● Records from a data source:
»»

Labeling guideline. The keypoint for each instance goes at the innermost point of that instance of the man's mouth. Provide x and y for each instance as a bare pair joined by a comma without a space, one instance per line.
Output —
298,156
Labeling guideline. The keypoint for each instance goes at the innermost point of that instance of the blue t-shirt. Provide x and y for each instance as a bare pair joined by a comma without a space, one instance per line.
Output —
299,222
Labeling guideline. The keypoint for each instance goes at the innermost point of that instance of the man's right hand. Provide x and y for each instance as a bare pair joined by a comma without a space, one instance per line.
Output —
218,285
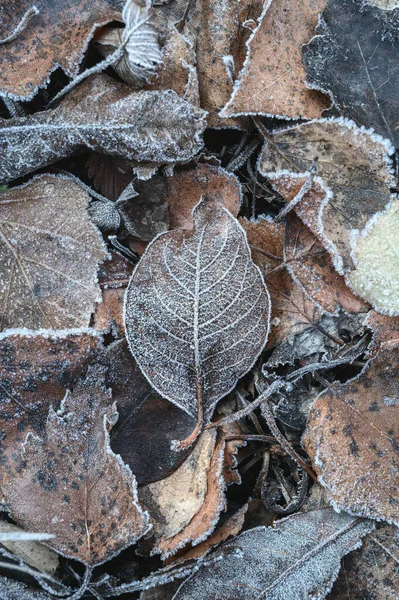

««

Copy every line of the data above word for word, leaving out the pictures.

Labeling guideline. The keypoint for each instance goes at the innermost point of that instance of the man's mouth. Provide x and y for each instance as a bare pair joined by a comma without a space, one instance per line.
Output —
298,156
Labeling guideline. The keypoint for each instance goes at the innermost point of that instance of the blue t-shirt. Provide x and y for each instance as a bare pair joined by a comma without a space, one instance per line.
Output —
299,222
Labeling guideline. The keypoint for each instance goes at the innermost point of that instance of the man's right hand. Provide x and y for each instance as a bare pair joined by a comma without a space, one instance per line.
Output —
218,285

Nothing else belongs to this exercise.